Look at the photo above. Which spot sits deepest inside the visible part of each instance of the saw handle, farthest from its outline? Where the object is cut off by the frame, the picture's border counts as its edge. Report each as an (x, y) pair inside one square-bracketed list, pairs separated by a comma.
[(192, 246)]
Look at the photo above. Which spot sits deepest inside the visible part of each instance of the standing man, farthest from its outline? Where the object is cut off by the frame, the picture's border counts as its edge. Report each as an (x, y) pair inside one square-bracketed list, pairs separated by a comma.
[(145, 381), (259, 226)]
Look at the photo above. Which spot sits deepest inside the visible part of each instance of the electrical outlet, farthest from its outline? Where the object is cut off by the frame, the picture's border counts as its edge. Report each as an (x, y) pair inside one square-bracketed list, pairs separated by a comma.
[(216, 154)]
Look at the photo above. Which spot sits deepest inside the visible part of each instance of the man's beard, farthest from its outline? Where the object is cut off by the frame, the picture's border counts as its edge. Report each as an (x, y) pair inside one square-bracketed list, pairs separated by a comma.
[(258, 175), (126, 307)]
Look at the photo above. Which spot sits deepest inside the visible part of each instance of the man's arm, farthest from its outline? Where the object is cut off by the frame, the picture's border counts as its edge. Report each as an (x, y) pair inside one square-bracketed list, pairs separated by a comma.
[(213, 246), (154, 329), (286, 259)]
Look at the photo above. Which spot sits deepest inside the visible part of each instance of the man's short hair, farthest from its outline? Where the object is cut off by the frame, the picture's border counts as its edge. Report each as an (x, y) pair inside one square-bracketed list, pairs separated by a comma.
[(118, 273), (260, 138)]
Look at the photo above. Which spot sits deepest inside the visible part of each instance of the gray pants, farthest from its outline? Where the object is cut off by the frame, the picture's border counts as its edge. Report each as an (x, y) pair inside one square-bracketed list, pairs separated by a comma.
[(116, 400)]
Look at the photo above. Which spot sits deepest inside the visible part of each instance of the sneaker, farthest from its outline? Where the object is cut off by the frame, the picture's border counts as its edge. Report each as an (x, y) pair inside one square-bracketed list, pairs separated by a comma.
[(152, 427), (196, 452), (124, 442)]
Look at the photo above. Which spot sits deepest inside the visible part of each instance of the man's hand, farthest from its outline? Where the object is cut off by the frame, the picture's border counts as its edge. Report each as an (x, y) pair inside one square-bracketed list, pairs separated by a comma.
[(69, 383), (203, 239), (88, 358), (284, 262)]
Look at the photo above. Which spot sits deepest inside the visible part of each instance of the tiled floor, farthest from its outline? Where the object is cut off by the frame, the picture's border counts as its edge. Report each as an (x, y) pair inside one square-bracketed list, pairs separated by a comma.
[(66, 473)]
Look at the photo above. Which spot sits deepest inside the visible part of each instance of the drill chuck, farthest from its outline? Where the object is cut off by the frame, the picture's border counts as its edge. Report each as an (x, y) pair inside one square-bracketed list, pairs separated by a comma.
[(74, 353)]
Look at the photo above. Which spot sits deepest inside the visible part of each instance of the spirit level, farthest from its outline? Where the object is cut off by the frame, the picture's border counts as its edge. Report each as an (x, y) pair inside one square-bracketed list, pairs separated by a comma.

※ ※ ※

## [Direction]
Rewrite the listing from the line containing "of the tiled" through its end, changing "spirit level" to "tape measure" and keeping everything else the same.

## [Answer to the task]
Look at the photo above. Which spot sits deepest inside the visible part of each instance of the tiled floor, farthest from its outline? Where the object is cut off by the frame, the picture's border counts as its edge. Report each as an (x, y) pair inside one square-bracketed list, pairs separated by a comma.
[(66, 473)]
Look at the photo above. Which spot sits deepest inside the visible part of each instance of the drill chuck, farthest from its outline? Where the object is cut off by the frame, the picture's border counts as its edge. Report each as an (x, y) pair inside one square-bracketed list, pairs separated by a comma.
[(74, 353)]
Look at the photo above. Which spot sits deepest inside the visible part of each instance of the tape measure, farthest from its outline? Where the object is cut off by the frame, the picture's border counts as its edge. Report each as an (x, y) pair inside one square-bracketed list, pairs separated by a comma.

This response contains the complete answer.